[Opening MATERIAL SUPPLIED section]
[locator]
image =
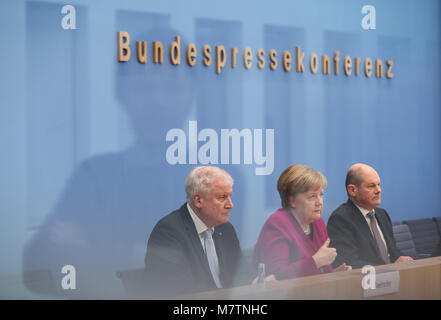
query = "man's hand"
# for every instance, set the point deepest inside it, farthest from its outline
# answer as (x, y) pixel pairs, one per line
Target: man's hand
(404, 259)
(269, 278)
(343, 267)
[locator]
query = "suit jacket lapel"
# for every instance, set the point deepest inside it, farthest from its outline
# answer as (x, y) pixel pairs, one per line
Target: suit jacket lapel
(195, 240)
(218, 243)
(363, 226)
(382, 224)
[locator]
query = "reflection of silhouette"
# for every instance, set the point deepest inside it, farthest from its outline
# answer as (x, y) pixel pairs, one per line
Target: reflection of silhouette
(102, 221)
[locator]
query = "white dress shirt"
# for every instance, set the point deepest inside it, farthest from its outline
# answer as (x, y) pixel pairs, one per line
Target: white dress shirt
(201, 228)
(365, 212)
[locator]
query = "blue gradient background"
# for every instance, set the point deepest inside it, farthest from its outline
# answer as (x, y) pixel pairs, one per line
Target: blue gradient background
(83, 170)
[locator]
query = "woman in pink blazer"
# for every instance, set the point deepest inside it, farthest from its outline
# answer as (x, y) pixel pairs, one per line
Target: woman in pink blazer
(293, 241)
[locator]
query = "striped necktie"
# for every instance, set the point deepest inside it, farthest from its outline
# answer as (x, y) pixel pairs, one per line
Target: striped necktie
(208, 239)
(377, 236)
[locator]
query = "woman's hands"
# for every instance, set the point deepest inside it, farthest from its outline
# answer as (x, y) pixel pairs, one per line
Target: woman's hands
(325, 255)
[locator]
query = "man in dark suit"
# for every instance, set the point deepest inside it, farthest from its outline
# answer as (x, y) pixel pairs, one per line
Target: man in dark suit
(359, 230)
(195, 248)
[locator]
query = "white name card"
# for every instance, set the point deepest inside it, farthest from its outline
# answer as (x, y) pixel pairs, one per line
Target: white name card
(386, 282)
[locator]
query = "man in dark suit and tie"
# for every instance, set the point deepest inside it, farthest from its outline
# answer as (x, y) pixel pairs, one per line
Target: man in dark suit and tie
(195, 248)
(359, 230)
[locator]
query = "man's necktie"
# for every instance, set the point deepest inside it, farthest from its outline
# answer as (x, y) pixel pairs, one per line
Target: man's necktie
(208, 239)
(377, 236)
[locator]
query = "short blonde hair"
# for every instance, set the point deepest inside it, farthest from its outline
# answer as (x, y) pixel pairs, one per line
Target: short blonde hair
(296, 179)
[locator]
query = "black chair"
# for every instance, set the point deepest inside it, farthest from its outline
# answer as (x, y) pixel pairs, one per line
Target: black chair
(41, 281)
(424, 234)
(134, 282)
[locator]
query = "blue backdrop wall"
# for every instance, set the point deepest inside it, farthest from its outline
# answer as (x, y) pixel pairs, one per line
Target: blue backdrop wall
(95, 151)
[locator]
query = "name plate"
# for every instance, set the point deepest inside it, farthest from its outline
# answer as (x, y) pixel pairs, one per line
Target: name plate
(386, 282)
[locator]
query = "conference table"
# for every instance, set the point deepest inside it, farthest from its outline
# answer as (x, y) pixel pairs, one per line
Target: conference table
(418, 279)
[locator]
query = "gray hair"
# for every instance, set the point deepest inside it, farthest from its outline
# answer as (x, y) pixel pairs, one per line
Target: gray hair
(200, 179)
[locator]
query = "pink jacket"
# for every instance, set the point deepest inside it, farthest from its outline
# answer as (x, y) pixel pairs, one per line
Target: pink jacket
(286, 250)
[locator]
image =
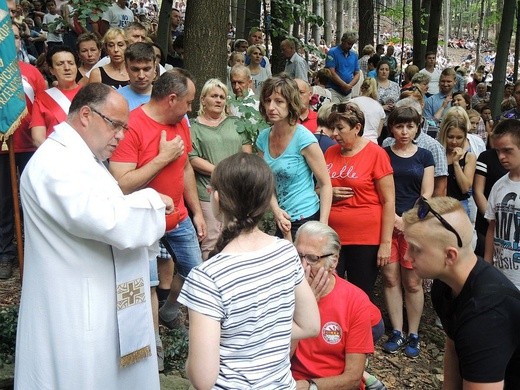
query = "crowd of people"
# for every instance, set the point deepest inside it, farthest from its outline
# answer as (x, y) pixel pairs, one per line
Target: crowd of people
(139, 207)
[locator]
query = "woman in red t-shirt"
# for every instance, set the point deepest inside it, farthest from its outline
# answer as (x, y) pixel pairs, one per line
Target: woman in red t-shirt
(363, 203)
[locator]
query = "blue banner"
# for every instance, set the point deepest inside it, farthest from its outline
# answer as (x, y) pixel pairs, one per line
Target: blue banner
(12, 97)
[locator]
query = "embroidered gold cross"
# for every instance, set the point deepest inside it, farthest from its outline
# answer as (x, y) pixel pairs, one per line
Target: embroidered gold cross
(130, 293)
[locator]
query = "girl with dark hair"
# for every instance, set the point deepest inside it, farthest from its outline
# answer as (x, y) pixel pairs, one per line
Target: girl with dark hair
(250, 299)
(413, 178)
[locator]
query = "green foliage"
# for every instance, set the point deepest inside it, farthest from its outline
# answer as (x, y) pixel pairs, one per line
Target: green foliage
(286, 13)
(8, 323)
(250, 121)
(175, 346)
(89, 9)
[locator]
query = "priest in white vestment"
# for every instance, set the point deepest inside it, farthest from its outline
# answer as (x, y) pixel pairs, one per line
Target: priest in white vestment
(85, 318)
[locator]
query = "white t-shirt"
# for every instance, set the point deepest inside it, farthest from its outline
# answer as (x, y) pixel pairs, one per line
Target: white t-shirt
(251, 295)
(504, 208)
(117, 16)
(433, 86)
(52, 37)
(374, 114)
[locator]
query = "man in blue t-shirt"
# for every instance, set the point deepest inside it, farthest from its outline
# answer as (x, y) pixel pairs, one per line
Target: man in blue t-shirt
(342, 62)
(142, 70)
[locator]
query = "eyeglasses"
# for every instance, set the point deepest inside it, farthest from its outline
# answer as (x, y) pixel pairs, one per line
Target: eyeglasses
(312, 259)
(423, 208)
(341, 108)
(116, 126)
[Closing MATERIAL SUPPLIED section]
# [TASK DETAILS]
Everything in the data above gets copied exactly. Only the pictures are skipped.

# [TASK RESPONSE]
[locator]
image =
query = "man's hand"
# for every instance, set the point deepest inside it, farthest from its outline
# answer as (x, y) pixel pairs, one per line
Target: man's hand
(404, 259)
(269, 278)
(343, 267)
[locator]
query = "suit jacket lapel"
# for every instance, set the point deepest inside it, farthest from its outline
# answer as (x, y) pixel pairs, one per line
Target: suit jacket lapel
(195, 240)
(218, 243)
(363, 226)
(382, 224)
[locator]
query = "reflection of silhouette"
# for every instance, set the point deepest inside it, farthest from its outline
# answer as (x, y) pixel pairs, one per line
Target: reflection of silhouette
(102, 221)
[locator]
query = "white dress shirt"
# for every instance, set the point deepest inside it, farthest from its outline
# answer as (x, y) pixel pairs, one per line
Target: white dress shirt
(201, 228)
(365, 212)
[locator]
query = "blue gradient background"
# for every instance, set the point deepest inside it, farthest from its outline
# answer as (x, y) pixel pairs, one per line
Target: blue gradient background
(83, 170)
[locator]
query = "woman in pink blazer"
# for every instance, set the point deepest inside it, farthest from its outline
# answer as (x, y) pixel pairs, one per line
Target: woman in pink blazer
(293, 241)
[locator]
query = "striped necktie"
# for every instance, set the point deepest inside it, farthest from its outline
# answer as (x, y) pixel pairs, one per line
Target: striped necktie
(208, 239)
(377, 236)
[locator]
query = "woman's hands"
# for every instance, set the point deepest inside it, farthest from its outline
# answer as (x, y) pixel pairs, one per line
Target: woman's hands
(325, 255)
[locator]
query = "man in dark suit"
# for every instance, set the point deepest inside it, farthest from its outline
# answer as (x, y) pixel pairs, one per line
Target: man in dark suit
(359, 230)
(195, 248)
[locator]
query = "white name card"
# for every instance, set the point deepest inside it, farthest from its outline
# answer as (x, y) pixel pairs, one per line
Target: white name card
(386, 282)
[locator]
query = "man in dark suit and tie"
# for every instance, set the point deepest inside it, farthest from its outline
# answer as (x, y) pixel pairs, one per line
Target: man in dark suit and tie
(195, 248)
(359, 230)
[locator]
query = "man's necktie"
# for every instance, set the point deepest inside it, farthest from its outline
# answer as (x, y) pixel pairs, one per line
Target: man's necktie
(208, 239)
(377, 236)
[locator]
query = "short blonde hair"
# for every instance, set the point deepest inside it, farthest from its outline
# answer as (x, y) pixel pairs, one per line
Target: short blonde hair
(296, 179)
[locator]
query = "black chair"
# for every instance, set the point deepest inside it, farthest from its outline
# answer as (x, y) pixel pairs, one per line
Target: black chair
(41, 281)
(424, 234)
(134, 282)
[locator]
query = "blue backdrop wall"
# for every instance, set the point deepest inside it, farthest from its outline
# answer as (x, y) pixel pairs, one per line
Target: blue backdrop wall
(95, 151)
[locator]
query = "name plate"
# for every instance, set the point deepest inside it, farthest from its outline
# answer as (x, y) pixel pairs, one per line
Target: name plate
(386, 282)
[locator]
query = "conference table"
# for every instance, set the point deepest inside it, farthest from its outline
# answer as (x, y) pixel pairs, one per line
Target: conference table
(418, 279)
[locator]
query = "gray hair"
# for every instance, set the point deepest inside it, farthest from its outline
# answer as (x, y) pixel pairs, one per line
Target: gray hair
(200, 179)
[locator]
query = "pink jacket"
# for every instance, set the point deepest inside it, farthest from its outline
# answer as (x, y) pixel pairs, one per line
Target: pink jacket
(286, 250)
[locator]
image =
query = "crowd of people"
# for every instance, set the point deepest inside it, farthest from its outline
# answer as (x, y) pixel pairs, one per line
Target: crowd of people
(139, 207)
[locator]
query = "woman in red t-shirt"
# for every instance, set the point deepest inside it, farthest from its outline
# answer as (x, y) pixel pairs, one per line
Target: woman in red t-shirt
(363, 203)
[locator]
query = "blue banner"
# for every instance, set the point deepest inside it, farthest from its outline
# answer as (x, y) pixel pairs, one per line
Target: blue banner
(12, 97)
[locator]
query = "embroidered gold cross"
# for every instance, set the point deepest inside it, farthest from its outline
# answer as (x, y) pixel pairs, one per line
Target: embroidered gold cross
(130, 293)
[locator]
query = "girl with dark hair"
# for every instance, set the point deepest inside it, farthest from its outline
# answer as (x, y) pixel pairs, one per line
Target: girl with dark hair
(250, 299)
(413, 178)
[locator]
query = "green foliage"
# for every instance, set the point deepest inside it, farthest from its outline
# answer as (x, y) pixel pairs, one per line
Target: green foliage
(286, 13)
(8, 323)
(250, 121)
(175, 346)
(89, 9)
[locator]
query = "priest in white vestment"
# for every instance, set the point deepest inside it, farthest from its outline
# answer as (x, y) pixel pairs, one per line
Target: priest in white vestment
(85, 318)
[locator]
query = "white t-shirt"
# for every instance, set the point deepest inside it, farthest from its outline
# answer as (x, y) pixel pairs, one per line
Target: white t-shirt
(251, 295)
(504, 208)
(117, 16)
(433, 86)
(52, 37)
(374, 114)
[locator]
query = "man in blue t-shirt"
# for every instance, set the point deepest inside it, farthest from its outline
# answer as (x, y) pixel pairs, one per line
Target: man in blue t-shirt
(342, 62)
(142, 70)
[locator]
query = "eyeglasses"
# for every instance, set the point deepest inside it, farthest from its outline
# answer as (x, y) pixel pairs, one per line
Target: eyeglasses
(312, 259)
(423, 208)
(341, 108)
(116, 126)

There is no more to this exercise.